___ Metin parçası

Hasbel kader büyük kentlerden uzak anadolu kırsalı da denebilecek orman köyünde dünyaya gelmişim. Bu bir takdir, aynı zamanda kader de sayılabilir. Cümleler böyle başlayınca pişmanlığı veya şikayeti varmış ya da yüreğin de özenti mamulü “ahlar, keşkeler” yaşıyormuş fikri çıkarılmasın. Coğrafi şartlar, insanın donanımlarını şekillendirir. Doğa şartlarının hormonsuz gerçekciliğinde olgunlaştık biz. Yılanı, çıyanı, kurdu kuşu tavşanı, börtü-böceği yerinde, alanında tanıdık. Hava şartlarını tenimizde hissederek bildik. Tabiatın duruluğunu da, vahşiliğini de görüp yaşayarak belledik. Yaşam mücadelesini alkışlara hatta ödüllere layık biçimde verdik. Yumurtayı, unu, sütü, ekmeği, meyveyi marketten alma cılızlığında kalmadık!..
Sabanla ektik, orakla biçtik.
Gözlerimiz düşlere göz gezdirirken buğulansa da, yaşadıklarımızın hüzün yüklü
güzelliği yüreğimizde bozulmadan öylece duruyor kardeş.
Un poşetini marketten kapıp
gelenle, su değirmeninde öğütüp gelenin gözlem ve izlemleri aynı olamaz. Ceza’nın şarkısında diyor ya “Fark var, benimle senin aranda
kocaman bi” diyerek devam ediyor. Biz farklılığı yaşadık yeğenim. Ne yaparsınız
ki anlatmak da bana düşüyor. Biraz da gevezeliğim üstümde ya.. Maksadım, bu tür
iddilarda bulunarak “hır” çıkarma niyetinde değilim. Mesele durumun tespitidir
o kadar.
Geçenlerde gördüm mahalle
bakkalına “tam buğday ekmeği” soruyor
insanlar. İnsanlar dediğim, benim gibi
kırsalın kaçkınları! Ayaküstü muhabbetle; tansiyondan, şekerine, kolesterolünden,
vitamin noksanlıklarına bir sürü dert.
Öf, öff! Anamın bu türden dertlerini biz hiç duymadık.
Arkeolojik kazılarda yedi binlik
yıllık buğday tohumu bulununca
bayramlık sevinçler oluşuyor. Kimi “ata tohumu” diyerek bayrak sallıyor.

______

__Görev A__: Metin parçasındaki "Hava şartlarını tenimizde hissederek bildik." cümlesini İngilizceye çevir.
__Görev B__: Aşağıdaki satırlardan "chandelier" kelimesini içerenlerin hepsini çıkarıp yaz.

___ Verilen malzeme

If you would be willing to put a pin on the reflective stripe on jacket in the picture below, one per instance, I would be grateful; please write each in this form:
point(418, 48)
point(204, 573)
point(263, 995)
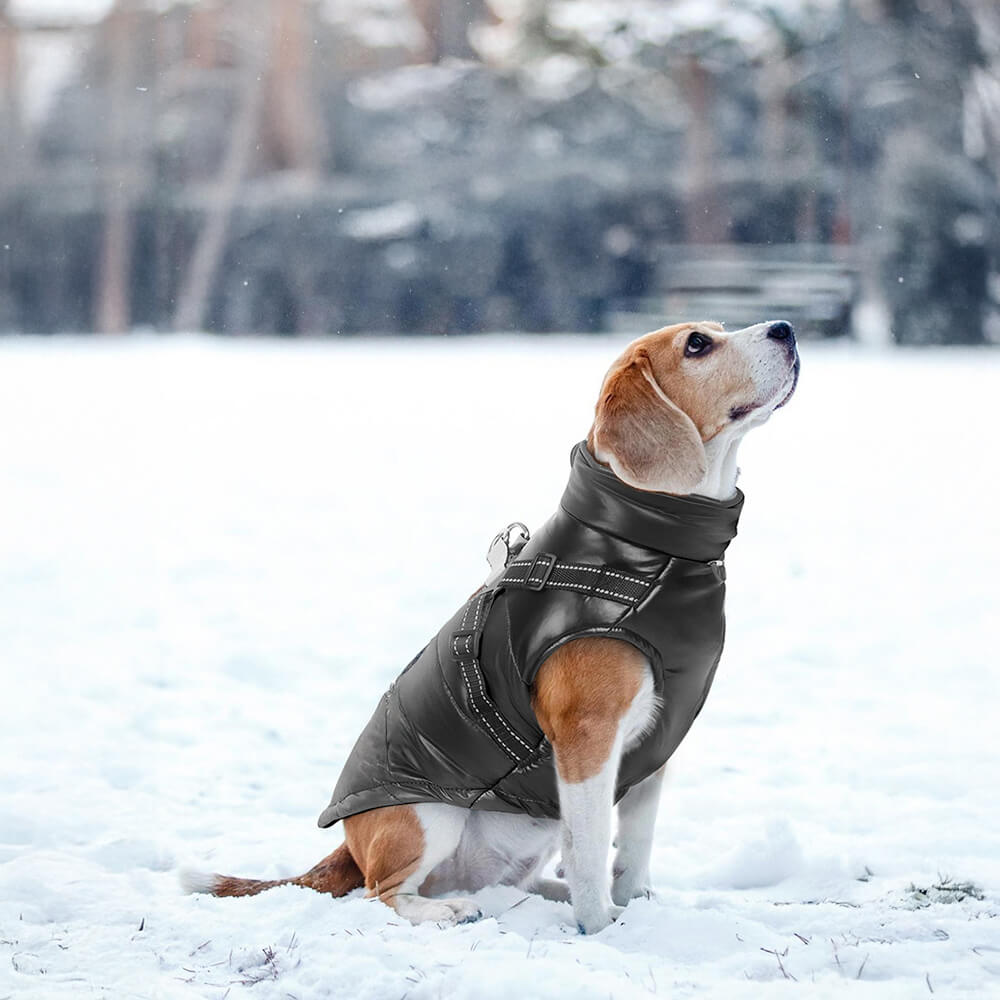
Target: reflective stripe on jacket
point(457, 725)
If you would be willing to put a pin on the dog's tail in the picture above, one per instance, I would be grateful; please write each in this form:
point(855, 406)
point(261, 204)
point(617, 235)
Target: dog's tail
point(336, 874)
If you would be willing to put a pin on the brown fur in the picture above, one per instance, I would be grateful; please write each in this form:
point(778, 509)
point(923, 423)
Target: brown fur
point(581, 693)
point(633, 422)
point(654, 394)
point(336, 874)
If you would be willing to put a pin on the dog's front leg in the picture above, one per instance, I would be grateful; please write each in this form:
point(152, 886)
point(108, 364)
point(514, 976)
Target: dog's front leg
point(636, 821)
point(586, 805)
point(583, 695)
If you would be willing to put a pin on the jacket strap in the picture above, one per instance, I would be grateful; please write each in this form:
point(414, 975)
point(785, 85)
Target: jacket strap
point(546, 571)
point(465, 644)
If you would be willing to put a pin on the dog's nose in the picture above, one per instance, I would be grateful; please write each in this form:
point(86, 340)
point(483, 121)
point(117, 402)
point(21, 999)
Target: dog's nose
point(781, 331)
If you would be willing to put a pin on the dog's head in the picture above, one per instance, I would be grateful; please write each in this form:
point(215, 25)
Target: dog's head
point(673, 391)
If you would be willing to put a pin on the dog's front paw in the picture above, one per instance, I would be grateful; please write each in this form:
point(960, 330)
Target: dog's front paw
point(593, 922)
point(626, 886)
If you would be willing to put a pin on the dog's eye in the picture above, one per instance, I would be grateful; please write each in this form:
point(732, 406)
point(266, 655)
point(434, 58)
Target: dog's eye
point(697, 343)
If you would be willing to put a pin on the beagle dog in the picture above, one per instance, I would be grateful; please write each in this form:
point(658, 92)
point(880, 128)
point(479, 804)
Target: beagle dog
point(671, 413)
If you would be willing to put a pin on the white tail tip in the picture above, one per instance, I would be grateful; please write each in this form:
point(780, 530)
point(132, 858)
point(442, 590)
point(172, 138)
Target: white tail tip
point(192, 881)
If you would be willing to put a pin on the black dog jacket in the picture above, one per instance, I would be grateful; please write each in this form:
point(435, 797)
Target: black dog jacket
point(457, 724)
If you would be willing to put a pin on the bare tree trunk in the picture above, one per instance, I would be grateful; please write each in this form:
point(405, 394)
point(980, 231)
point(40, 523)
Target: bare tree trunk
point(114, 268)
point(294, 117)
point(199, 281)
point(705, 222)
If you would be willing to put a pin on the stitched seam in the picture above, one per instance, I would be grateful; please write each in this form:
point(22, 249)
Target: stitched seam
point(479, 712)
point(496, 711)
point(482, 690)
point(480, 709)
point(628, 598)
point(591, 569)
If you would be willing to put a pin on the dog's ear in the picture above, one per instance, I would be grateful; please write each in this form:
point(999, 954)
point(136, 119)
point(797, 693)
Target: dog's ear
point(648, 441)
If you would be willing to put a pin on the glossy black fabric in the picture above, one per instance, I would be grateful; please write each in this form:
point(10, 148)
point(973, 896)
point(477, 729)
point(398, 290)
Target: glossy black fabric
point(446, 733)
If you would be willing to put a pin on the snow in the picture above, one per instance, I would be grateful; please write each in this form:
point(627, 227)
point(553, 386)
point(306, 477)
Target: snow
point(394, 221)
point(214, 555)
point(58, 12)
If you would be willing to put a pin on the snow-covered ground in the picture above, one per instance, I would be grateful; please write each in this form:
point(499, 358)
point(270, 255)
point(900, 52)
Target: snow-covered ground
point(215, 555)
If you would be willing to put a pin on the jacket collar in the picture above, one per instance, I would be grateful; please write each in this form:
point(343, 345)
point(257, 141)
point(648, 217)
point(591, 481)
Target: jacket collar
point(690, 527)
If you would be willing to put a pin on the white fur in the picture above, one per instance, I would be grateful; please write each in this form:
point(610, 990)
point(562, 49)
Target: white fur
point(195, 881)
point(772, 378)
point(467, 850)
point(636, 822)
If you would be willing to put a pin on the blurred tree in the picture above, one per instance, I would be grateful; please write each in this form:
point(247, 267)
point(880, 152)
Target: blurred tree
point(119, 165)
point(198, 283)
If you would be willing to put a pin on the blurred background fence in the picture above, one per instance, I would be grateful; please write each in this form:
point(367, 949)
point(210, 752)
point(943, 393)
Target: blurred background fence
point(441, 166)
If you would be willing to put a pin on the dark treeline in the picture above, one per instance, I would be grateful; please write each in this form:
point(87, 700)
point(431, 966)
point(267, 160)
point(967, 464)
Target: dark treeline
point(298, 167)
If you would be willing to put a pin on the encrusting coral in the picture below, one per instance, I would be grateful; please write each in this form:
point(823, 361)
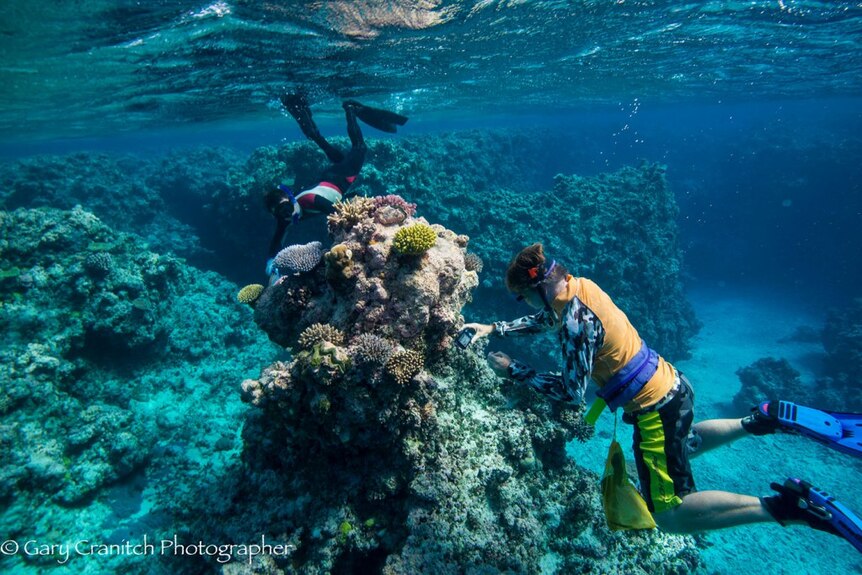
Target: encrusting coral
point(368, 459)
point(451, 472)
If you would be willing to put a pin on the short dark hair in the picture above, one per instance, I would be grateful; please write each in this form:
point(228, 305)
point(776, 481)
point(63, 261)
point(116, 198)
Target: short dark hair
point(272, 198)
point(518, 276)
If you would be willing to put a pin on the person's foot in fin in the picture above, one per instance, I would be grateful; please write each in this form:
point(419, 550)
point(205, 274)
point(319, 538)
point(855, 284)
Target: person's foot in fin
point(762, 421)
point(798, 502)
point(383, 120)
point(840, 431)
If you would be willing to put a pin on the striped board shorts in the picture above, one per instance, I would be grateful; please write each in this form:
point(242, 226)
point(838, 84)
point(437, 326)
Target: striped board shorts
point(661, 449)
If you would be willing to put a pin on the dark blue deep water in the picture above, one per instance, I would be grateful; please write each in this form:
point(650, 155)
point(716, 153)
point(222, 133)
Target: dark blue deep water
point(755, 109)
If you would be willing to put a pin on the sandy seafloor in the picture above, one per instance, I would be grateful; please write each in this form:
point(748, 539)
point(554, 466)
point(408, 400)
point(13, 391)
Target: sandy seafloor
point(741, 326)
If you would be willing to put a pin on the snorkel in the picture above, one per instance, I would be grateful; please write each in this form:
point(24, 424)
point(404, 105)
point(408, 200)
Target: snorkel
point(540, 284)
point(295, 217)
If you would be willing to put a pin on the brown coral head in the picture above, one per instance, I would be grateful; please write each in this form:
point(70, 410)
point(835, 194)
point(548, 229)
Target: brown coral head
point(249, 294)
point(390, 215)
point(339, 256)
point(348, 214)
point(473, 263)
point(319, 333)
point(405, 365)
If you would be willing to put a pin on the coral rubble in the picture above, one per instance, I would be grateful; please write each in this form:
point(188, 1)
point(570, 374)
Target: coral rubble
point(381, 449)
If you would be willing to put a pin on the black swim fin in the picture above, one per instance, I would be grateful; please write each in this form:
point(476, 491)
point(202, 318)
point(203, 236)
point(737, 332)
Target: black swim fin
point(840, 431)
point(383, 120)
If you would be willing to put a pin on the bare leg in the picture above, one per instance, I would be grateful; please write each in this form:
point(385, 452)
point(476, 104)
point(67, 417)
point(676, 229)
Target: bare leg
point(717, 432)
point(705, 510)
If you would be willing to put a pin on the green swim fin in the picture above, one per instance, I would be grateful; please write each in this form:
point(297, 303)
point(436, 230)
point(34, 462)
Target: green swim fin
point(383, 120)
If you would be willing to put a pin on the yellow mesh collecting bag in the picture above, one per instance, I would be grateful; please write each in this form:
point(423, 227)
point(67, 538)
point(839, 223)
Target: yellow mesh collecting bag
point(624, 507)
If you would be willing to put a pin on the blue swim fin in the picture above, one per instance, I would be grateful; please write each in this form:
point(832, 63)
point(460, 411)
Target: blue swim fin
point(799, 500)
point(840, 431)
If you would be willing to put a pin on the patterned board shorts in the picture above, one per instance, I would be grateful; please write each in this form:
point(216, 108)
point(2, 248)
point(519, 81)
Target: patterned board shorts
point(663, 440)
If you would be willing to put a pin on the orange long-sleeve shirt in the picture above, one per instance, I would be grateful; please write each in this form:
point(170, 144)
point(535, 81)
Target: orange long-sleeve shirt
point(596, 339)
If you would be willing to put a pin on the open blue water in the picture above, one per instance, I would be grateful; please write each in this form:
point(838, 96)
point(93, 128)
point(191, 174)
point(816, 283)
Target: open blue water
point(755, 107)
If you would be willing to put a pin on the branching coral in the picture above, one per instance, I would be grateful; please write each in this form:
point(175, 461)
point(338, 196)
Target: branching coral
point(415, 239)
point(99, 264)
point(392, 209)
point(339, 262)
point(405, 365)
point(299, 259)
point(372, 349)
point(319, 333)
point(472, 262)
point(249, 294)
point(349, 213)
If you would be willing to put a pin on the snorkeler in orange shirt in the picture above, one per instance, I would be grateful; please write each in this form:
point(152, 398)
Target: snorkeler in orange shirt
point(599, 344)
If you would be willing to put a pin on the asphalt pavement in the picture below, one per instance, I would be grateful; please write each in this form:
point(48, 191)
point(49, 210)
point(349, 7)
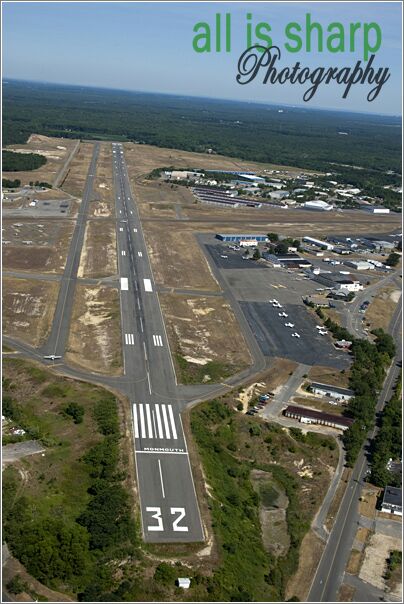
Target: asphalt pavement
point(168, 502)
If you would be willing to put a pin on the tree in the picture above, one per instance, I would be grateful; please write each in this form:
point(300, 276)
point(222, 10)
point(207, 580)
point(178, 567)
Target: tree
point(281, 248)
point(273, 236)
point(393, 259)
point(75, 411)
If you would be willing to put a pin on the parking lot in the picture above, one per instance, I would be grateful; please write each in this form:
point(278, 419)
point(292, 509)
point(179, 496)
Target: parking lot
point(275, 339)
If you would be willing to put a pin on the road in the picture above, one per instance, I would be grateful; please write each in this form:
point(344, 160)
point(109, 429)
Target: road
point(56, 342)
point(330, 572)
point(168, 502)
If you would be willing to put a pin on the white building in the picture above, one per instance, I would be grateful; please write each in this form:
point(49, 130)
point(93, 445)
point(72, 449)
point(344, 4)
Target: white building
point(318, 204)
point(344, 394)
point(319, 243)
point(360, 265)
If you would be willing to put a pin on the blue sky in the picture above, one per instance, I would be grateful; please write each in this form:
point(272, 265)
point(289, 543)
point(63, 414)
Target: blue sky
point(148, 46)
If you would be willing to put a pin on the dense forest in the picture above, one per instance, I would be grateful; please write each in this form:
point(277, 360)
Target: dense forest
point(21, 162)
point(297, 136)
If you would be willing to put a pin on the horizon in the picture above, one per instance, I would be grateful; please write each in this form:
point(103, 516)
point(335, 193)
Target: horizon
point(191, 96)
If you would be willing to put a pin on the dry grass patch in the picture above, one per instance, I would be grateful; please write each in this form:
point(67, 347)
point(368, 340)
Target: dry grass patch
point(204, 331)
point(95, 330)
point(56, 151)
point(49, 259)
point(382, 307)
point(98, 256)
point(28, 308)
point(75, 178)
point(309, 557)
point(177, 260)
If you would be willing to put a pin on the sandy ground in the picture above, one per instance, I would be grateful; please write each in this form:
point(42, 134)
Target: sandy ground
point(28, 308)
point(56, 150)
point(95, 335)
point(75, 178)
point(204, 329)
point(376, 554)
point(382, 307)
point(98, 255)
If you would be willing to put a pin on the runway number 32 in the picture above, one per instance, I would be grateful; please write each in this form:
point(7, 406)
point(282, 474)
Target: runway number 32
point(158, 526)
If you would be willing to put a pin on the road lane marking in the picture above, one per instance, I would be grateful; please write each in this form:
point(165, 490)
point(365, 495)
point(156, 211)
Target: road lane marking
point(157, 341)
point(147, 285)
point(135, 421)
point(170, 413)
point(165, 419)
point(149, 422)
point(159, 424)
point(161, 479)
point(142, 423)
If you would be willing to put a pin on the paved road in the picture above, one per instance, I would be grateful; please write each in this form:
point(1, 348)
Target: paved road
point(330, 572)
point(56, 343)
point(168, 502)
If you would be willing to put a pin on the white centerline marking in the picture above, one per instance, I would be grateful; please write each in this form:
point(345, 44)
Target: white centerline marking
point(161, 479)
point(149, 423)
point(142, 424)
point(135, 421)
point(165, 419)
point(159, 425)
point(170, 412)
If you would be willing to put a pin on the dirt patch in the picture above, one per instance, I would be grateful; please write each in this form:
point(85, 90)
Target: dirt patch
point(76, 175)
point(204, 330)
point(95, 333)
point(346, 593)
point(177, 260)
point(48, 257)
point(327, 375)
point(309, 557)
point(336, 502)
point(382, 307)
point(28, 308)
point(368, 501)
point(354, 562)
point(272, 513)
point(98, 256)
point(376, 555)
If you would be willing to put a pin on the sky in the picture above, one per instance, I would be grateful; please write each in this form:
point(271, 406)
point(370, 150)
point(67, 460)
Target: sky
point(149, 47)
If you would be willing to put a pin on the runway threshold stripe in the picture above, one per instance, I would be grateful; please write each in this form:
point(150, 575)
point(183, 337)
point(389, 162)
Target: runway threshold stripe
point(159, 425)
point(174, 431)
point(149, 422)
point(165, 419)
point(142, 423)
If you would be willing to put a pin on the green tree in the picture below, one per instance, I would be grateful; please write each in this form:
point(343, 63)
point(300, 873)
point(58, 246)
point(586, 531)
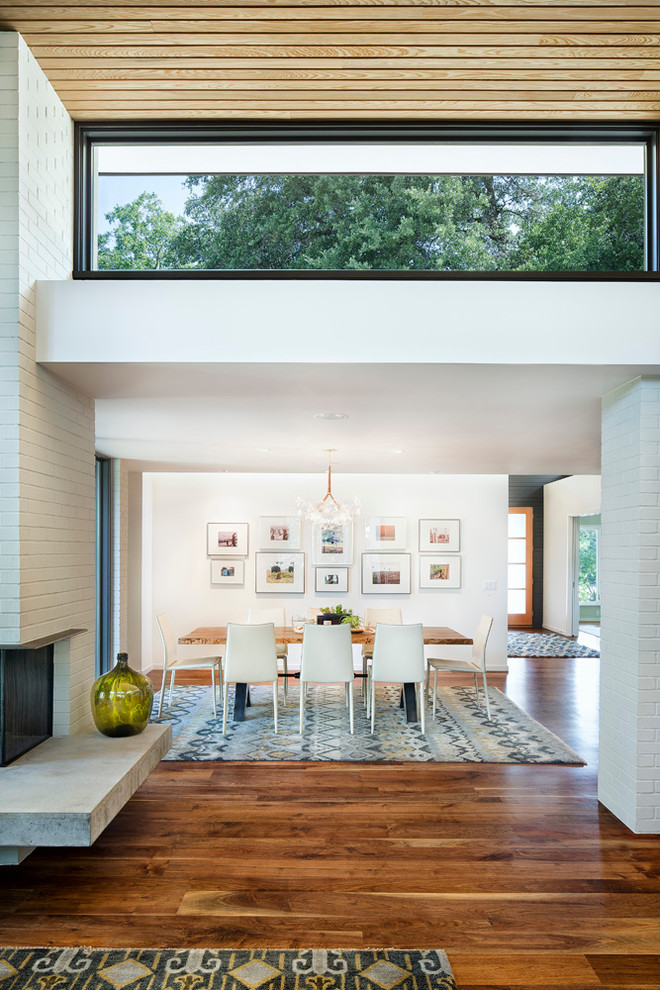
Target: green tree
point(141, 237)
point(386, 222)
point(588, 576)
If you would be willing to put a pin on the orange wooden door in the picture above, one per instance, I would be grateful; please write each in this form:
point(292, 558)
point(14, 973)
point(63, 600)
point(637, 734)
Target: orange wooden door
point(520, 565)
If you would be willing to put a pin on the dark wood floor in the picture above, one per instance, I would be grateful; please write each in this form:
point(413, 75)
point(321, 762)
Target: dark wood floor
point(516, 871)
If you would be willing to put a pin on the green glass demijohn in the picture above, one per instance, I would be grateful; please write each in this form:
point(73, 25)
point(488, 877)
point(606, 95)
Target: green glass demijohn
point(121, 700)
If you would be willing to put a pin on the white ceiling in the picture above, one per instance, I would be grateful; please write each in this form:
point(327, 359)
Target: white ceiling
point(509, 419)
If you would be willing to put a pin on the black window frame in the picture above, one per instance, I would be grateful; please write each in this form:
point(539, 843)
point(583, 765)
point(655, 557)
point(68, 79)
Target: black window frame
point(183, 132)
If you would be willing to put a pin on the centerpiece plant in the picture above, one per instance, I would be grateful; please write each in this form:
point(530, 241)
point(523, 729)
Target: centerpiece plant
point(348, 616)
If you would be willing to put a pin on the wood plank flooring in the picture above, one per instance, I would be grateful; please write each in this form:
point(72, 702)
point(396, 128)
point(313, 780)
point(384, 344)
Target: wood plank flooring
point(516, 871)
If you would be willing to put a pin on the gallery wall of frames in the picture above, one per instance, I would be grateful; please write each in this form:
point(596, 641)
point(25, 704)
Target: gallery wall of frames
point(215, 546)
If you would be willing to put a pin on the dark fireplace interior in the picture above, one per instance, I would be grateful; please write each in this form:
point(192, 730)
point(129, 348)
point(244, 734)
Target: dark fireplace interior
point(26, 699)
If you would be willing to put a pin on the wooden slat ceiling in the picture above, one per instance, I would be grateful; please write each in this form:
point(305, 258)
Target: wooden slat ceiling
point(348, 59)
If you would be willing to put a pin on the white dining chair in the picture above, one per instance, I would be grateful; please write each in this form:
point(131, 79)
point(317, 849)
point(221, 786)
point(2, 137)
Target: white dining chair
point(398, 658)
point(372, 616)
point(173, 662)
point(250, 658)
point(475, 666)
point(278, 617)
point(327, 658)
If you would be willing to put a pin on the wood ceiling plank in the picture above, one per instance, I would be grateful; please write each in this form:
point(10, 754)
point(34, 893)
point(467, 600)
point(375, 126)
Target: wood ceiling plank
point(361, 22)
point(513, 13)
point(573, 75)
point(644, 90)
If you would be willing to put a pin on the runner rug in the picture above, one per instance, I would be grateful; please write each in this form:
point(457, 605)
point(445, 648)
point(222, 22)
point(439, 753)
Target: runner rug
point(546, 645)
point(225, 969)
point(460, 732)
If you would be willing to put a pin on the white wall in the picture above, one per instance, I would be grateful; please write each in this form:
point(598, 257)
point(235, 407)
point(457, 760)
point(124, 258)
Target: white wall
point(562, 501)
point(629, 774)
point(177, 508)
point(446, 322)
point(48, 457)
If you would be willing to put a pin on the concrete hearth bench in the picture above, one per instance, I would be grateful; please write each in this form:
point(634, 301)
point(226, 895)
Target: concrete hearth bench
point(68, 789)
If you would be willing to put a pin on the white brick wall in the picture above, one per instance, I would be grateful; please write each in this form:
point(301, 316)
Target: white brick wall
point(629, 775)
point(9, 518)
point(46, 427)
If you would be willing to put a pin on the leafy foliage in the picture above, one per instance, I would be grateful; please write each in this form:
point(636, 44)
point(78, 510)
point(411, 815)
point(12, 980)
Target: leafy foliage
point(385, 222)
point(588, 590)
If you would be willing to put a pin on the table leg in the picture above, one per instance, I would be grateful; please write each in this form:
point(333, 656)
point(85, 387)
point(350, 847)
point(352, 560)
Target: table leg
point(241, 700)
point(410, 699)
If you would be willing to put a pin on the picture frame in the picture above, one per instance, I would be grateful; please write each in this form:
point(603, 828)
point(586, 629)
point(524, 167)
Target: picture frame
point(385, 533)
point(227, 572)
point(227, 539)
point(279, 573)
point(386, 573)
point(439, 535)
point(439, 572)
point(331, 579)
point(332, 543)
point(280, 532)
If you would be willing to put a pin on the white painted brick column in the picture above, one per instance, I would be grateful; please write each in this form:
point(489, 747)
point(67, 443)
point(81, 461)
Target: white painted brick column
point(629, 774)
point(46, 427)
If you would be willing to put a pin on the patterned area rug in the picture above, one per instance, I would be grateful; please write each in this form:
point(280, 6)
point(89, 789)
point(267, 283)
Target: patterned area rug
point(460, 732)
point(225, 969)
point(546, 645)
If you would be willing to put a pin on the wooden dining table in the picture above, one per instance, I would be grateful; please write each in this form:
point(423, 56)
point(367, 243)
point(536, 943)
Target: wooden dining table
point(217, 636)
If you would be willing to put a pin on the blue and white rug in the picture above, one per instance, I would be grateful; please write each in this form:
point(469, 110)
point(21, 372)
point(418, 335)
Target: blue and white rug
point(546, 645)
point(460, 732)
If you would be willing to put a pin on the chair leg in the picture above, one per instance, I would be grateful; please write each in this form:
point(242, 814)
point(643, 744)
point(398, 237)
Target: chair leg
point(162, 692)
point(486, 694)
point(421, 690)
point(349, 687)
point(302, 705)
point(225, 705)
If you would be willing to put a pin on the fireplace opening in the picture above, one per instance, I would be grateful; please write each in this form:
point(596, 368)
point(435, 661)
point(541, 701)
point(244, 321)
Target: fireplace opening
point(26, 699)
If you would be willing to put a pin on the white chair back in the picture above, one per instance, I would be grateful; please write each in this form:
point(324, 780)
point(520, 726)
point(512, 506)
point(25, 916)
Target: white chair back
point(398, 653)
point(390, 616)
point(480, 640)
point(257, 616)
point(327, 654)
point(167, 638)
point(250, 654)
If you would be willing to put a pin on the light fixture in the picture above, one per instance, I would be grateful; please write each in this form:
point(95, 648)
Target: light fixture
point(328, 510)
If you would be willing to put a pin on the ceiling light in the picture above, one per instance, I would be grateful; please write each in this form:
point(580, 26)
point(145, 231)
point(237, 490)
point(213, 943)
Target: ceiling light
point(328, 510)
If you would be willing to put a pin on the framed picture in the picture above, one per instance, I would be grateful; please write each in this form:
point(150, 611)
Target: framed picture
point(385, 573)
point(279, 573)
point(385, 533)
point(227, 571)
point(332, 544)
point(279, 533)
point(227, 539)
point(439, 572)
point(439, 535)
point(329, 579)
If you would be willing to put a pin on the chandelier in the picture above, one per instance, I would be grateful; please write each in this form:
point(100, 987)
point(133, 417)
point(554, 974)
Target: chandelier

______

__Alıştırma sonucu A__: We came to know the weather conditions by feeling them on our skin.

__Alıştırma sonucu B__:
If you would be willing to put a pin on the chandelier in the picture above, one per instance, I would be grateful; please write each in this form:
Target: chandelier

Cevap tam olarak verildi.